(Set task)
Print the passage from the comic reviews below, word for word, from "Anyhow, on with" up to and including "up here instead.".

(Page)
Reviews
10/09/00
24/09/00
TOP
MAIL

17 september 2000

CABLE #85 - "Undertow"
by Robert Weinberg, Michael Ryan, Nathan Massengill and Andrew Pepoy
GENERATION X #69 - "Come On Die Young, 3 of 4"
by Warren Ellis, Brian Wood, Alan Evans, Bob Wiacek and Rod Ramos
WOLVERINE #155 - "All Along The Watchtower, part 2"
by Rob Liefeld, Eric Stephenson and Norm Rapmund
X-MEN: BLACK SUN #2 - "Spear The Angel"
by Chris Claremont, Len Wein, Thomas Derenick and Mark McKenna
X-MEN: BLACK SUN #3 - "Bare The Claws"
by Chris Claremont, Roy Thomas and Karl Wallers
X-MEN: BLACK SUN #4 - "Light The Fire!"
by Chris Claremont, Louise Simonson, Alitha Martinez and John Stanisci

Only two days late - not too bad. I've spent the weekend moving out of my old flat into this delightful and far superior interim accommodation, where I shall remain for a month before decamping to Glasgow and moving into my cottage.

Anyhow, on with the reviews. CABLE #85 is the beginning of Robert Weinberg's second storyline, which is presumably going to be a two- parter given that there's a whopping great crossover lumbering towards us. Necessarily, this is a rather simpler affair than the previous storyline. Weinberg gets various subplot teasers for future storylines out of the way at the beginning, and then gets on with the business of Rachel Summers.

The idea, basically, is that Rachel has been washed up from the timestream at the end of time, where she has been taken in by Gaunt, the most evil man in history (tm), who was banished there himself after trying to conquer the universe. Although it's not made entirely clear from this issue, presumably the idea is that now that Cable's eliminated his home timeline, Rachel no longer got washed up there after Excalibur #75, but ended up here instead.

I'm not altogether sold on the whole idea of bringing Rachel back. What do you do with her? She's one of those ridiculously powerful characters who never sat very easily on any of the X-teams simply because of the chronic power mismatches that resulted. Excalibur used to have dreadful problems in finding villains who could provide opposition for both Rachel and Nightcrawler, and generally ended up copping out and finding some way or other to incapacitate Rachel from the outset so that the rest of the team could get on with a nice fight. I'm not convinced that a greatly improved future awaits the character if she gets written back into the mainstream storylines. Having said that, her relationship with Cable never really got looked at in any detail, so I suppose there's some mileage there.

(Supplied information)
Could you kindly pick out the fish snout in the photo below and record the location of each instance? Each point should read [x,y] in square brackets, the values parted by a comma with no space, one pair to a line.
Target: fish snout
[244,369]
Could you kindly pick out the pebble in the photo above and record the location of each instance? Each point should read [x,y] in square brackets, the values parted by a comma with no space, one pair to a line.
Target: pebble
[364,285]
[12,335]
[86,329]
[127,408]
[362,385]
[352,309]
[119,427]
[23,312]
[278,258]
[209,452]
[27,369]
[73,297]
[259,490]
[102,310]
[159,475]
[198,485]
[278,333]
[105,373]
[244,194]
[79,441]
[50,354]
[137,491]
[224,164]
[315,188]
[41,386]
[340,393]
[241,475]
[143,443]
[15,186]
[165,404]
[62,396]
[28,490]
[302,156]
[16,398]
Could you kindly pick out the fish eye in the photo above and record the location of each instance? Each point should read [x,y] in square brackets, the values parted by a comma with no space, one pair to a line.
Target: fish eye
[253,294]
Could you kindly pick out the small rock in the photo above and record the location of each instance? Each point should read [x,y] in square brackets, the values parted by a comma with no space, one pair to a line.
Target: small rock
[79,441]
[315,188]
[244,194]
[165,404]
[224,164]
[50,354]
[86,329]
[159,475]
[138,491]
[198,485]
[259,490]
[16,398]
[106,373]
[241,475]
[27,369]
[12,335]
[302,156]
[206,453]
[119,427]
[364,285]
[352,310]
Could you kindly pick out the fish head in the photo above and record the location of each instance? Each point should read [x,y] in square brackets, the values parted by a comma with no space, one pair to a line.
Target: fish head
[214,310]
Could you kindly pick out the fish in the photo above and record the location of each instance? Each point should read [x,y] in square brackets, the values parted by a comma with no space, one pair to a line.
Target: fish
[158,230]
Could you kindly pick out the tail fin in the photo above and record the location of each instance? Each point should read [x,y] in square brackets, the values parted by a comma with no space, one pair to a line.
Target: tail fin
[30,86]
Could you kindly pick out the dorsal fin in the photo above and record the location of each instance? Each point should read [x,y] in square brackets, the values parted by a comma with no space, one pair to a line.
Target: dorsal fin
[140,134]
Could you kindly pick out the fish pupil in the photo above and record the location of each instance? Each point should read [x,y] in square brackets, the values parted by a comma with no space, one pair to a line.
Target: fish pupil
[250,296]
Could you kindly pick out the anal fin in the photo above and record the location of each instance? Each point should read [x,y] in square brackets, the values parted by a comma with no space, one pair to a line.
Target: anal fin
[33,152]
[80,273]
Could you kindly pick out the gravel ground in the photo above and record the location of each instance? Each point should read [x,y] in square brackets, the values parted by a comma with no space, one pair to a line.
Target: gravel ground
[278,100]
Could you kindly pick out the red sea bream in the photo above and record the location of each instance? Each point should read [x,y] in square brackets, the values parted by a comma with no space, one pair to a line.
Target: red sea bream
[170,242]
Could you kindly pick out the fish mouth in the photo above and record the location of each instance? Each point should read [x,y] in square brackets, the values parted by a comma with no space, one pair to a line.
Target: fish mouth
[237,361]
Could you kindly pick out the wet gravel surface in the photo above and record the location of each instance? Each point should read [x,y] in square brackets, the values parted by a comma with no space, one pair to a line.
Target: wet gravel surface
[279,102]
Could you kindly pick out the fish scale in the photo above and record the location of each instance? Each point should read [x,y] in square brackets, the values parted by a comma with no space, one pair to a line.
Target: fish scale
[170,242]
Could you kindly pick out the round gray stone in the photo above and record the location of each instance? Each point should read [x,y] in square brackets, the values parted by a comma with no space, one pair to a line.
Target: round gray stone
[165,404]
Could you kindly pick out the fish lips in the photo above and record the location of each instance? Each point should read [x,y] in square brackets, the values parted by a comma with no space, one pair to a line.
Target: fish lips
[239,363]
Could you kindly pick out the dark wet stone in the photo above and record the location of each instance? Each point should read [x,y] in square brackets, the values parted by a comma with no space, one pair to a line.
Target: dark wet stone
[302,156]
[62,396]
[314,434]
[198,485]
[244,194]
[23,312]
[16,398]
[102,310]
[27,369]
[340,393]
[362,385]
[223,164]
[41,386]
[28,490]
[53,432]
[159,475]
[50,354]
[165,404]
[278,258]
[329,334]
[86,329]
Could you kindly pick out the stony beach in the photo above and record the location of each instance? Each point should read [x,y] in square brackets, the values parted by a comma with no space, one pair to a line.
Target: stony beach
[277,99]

...

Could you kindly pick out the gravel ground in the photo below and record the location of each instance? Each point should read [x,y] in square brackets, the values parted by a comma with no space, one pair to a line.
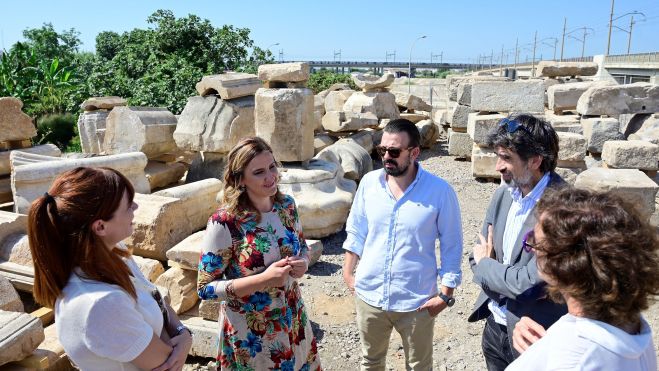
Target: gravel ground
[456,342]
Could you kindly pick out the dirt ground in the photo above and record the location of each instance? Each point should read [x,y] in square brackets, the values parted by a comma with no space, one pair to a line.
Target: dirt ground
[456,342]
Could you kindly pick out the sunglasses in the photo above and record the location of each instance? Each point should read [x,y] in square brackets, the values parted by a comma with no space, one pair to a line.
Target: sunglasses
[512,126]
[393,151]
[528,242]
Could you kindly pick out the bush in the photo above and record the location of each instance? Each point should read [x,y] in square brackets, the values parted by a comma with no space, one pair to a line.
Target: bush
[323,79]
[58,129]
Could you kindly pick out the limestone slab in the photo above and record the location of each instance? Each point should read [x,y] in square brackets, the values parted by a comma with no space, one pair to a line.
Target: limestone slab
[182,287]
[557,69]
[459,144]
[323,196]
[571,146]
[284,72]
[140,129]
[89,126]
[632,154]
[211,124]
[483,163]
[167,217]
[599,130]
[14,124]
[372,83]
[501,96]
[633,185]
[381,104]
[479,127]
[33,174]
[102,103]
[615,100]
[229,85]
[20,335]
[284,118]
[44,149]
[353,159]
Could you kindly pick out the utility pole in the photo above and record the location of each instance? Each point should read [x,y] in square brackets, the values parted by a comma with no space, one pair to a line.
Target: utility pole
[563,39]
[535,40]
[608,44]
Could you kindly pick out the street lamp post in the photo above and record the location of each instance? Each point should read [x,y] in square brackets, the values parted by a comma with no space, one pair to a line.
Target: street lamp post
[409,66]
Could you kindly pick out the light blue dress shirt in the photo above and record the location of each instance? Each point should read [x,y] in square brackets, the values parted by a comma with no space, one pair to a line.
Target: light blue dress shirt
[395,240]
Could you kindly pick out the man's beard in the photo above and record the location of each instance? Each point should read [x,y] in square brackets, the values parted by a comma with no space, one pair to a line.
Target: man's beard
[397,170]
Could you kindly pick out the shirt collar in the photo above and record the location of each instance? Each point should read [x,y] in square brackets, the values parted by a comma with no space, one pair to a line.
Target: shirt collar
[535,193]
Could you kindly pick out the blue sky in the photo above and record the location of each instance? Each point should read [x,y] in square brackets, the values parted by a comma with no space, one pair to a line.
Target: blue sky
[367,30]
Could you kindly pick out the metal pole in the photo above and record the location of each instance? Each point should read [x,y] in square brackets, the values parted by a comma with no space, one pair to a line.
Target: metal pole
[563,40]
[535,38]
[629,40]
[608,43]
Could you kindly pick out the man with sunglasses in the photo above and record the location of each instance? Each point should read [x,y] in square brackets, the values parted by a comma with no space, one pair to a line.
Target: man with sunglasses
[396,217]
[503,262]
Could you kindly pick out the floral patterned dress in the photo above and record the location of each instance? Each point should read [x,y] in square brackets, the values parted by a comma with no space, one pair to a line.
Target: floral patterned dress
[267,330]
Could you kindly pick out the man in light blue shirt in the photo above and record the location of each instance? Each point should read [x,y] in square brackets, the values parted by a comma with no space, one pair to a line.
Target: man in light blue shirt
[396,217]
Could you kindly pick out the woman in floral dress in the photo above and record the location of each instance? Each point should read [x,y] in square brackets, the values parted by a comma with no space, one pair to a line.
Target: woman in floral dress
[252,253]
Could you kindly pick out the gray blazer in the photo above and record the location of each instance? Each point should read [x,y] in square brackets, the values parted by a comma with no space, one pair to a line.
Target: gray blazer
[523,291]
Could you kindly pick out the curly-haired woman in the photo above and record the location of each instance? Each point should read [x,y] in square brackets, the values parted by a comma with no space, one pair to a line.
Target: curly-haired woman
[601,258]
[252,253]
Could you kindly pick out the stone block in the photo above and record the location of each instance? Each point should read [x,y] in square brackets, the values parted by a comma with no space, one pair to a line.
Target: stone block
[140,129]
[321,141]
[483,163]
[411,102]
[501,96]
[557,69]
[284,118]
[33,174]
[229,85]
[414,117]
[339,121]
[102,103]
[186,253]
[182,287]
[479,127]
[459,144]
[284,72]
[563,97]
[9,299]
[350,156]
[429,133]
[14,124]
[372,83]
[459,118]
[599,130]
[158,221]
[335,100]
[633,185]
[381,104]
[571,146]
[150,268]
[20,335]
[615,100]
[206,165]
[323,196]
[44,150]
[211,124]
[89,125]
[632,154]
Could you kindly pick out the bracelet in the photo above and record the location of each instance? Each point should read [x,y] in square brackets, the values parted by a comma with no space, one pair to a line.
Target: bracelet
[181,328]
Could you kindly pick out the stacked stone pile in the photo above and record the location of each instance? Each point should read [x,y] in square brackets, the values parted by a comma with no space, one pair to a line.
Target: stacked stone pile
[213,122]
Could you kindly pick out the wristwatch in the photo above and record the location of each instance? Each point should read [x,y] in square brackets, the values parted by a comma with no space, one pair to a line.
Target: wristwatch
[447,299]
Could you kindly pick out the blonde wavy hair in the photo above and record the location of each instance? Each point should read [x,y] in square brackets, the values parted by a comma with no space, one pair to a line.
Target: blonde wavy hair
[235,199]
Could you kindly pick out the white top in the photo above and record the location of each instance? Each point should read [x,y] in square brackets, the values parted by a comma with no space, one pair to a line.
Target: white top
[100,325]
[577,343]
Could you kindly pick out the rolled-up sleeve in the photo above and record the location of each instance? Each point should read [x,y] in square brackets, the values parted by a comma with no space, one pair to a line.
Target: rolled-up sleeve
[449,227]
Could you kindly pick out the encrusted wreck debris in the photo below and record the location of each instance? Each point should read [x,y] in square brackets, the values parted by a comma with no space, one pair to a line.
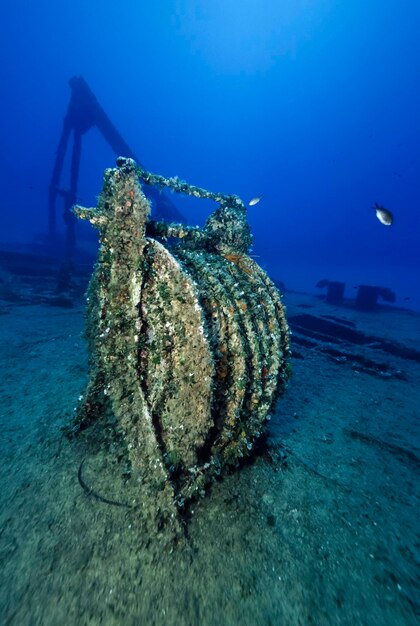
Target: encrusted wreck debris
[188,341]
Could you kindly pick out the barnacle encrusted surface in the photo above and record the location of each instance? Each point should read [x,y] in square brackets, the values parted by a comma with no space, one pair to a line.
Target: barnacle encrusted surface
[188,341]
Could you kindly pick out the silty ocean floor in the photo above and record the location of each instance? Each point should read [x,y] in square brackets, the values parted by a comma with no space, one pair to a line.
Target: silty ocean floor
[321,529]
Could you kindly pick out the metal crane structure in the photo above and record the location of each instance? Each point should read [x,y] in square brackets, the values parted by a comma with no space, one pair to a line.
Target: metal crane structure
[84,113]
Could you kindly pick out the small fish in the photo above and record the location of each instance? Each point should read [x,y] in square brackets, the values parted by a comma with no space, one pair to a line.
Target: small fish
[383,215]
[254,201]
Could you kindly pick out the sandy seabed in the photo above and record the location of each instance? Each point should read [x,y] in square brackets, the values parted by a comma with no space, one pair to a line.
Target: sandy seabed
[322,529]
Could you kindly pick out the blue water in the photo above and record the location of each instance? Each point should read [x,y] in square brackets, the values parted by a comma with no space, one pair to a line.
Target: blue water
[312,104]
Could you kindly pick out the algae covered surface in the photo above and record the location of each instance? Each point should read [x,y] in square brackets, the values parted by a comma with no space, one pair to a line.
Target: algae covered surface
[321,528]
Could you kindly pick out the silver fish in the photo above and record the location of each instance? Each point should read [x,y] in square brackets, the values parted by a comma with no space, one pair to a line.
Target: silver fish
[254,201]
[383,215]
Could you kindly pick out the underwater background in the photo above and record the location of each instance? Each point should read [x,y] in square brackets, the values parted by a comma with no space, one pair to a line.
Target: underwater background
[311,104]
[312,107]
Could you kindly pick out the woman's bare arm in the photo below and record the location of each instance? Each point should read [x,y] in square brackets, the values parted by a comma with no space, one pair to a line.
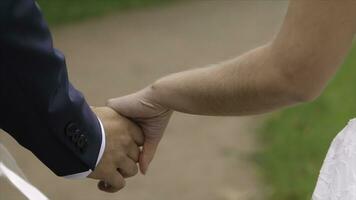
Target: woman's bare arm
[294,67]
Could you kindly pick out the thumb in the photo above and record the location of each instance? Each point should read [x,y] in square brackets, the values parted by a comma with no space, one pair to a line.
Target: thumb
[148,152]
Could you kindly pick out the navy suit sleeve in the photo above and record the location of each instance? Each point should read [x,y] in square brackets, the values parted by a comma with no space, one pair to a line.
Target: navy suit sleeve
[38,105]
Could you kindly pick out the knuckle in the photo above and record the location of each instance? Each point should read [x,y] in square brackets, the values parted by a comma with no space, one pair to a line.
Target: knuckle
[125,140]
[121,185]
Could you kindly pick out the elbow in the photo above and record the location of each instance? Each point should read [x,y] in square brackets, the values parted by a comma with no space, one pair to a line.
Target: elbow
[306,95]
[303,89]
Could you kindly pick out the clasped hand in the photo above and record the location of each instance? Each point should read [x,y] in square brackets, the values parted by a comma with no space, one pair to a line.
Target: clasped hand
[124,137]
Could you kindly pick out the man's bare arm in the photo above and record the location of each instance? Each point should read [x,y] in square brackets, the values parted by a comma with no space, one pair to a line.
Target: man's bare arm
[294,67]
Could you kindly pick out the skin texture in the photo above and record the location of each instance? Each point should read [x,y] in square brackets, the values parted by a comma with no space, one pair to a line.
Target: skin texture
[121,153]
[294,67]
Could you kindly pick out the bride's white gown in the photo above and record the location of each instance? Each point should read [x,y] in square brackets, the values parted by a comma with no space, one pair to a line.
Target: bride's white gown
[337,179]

...

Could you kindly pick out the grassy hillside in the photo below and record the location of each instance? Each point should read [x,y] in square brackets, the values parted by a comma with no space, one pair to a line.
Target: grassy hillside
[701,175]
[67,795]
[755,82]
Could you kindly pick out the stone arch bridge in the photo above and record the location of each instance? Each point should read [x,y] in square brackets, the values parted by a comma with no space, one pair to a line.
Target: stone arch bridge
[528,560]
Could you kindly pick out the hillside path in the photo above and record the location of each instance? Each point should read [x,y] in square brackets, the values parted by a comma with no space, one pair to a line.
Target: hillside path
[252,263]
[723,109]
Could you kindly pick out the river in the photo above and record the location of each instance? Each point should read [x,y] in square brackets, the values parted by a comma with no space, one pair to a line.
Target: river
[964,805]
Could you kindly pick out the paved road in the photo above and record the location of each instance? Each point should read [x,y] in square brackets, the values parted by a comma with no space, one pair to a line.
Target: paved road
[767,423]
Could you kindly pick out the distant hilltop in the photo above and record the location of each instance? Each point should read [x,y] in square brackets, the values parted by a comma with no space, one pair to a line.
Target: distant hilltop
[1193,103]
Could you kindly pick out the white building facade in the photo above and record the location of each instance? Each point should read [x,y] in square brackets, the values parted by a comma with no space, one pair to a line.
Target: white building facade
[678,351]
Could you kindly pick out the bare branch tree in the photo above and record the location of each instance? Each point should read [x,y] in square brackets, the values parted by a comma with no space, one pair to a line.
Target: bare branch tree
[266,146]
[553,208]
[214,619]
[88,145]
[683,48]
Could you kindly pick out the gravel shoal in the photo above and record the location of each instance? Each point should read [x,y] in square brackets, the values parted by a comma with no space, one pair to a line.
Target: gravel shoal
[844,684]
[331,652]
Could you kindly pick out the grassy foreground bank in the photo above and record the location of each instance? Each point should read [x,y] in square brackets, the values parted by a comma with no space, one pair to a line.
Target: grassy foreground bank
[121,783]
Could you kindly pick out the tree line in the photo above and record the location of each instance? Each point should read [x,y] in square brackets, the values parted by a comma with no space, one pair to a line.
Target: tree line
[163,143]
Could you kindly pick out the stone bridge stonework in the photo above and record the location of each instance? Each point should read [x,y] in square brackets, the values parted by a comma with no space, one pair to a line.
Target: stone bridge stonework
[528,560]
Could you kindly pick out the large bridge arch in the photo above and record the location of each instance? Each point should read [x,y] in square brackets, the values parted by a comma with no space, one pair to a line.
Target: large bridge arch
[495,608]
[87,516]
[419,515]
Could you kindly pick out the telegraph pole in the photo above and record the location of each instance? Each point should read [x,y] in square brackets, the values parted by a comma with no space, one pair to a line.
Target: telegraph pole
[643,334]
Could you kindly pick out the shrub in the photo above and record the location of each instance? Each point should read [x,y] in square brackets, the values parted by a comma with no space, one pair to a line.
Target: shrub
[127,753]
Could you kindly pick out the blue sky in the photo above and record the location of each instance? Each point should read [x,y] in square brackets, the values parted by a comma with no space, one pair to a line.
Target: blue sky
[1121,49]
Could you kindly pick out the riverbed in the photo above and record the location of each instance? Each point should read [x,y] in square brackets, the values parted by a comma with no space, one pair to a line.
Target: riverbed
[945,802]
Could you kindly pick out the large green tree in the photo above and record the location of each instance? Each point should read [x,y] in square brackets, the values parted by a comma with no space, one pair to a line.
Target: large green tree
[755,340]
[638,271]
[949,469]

(Solved exercise)
Anyhow, on with the reviews. CABLE #85 is the beginning of Robert Weinberg's second storyline, which is presumably going to be a two- parter given that there's a whopping great crossover lumbering towards us. Necessarily, this is a rather simpler affair than the previous storyline. Weinberg gets various subplot teasers for future storylines out of the way at the beginning, and then gets on with the business of Rachel Summers.

The idea, basically, is that Rachel has been washed up from the timestream at the end of time, where she has been taken in by Gaunt, the most evil man in history (tm), who was banished there himself after trying to conquer the universe. Although it's not made entirely clear from this issue, presumably the idea is that now that Cable's eliminated his home timeline, Rachel no longer got washed up there after Excalibur #75, but ended up here instead.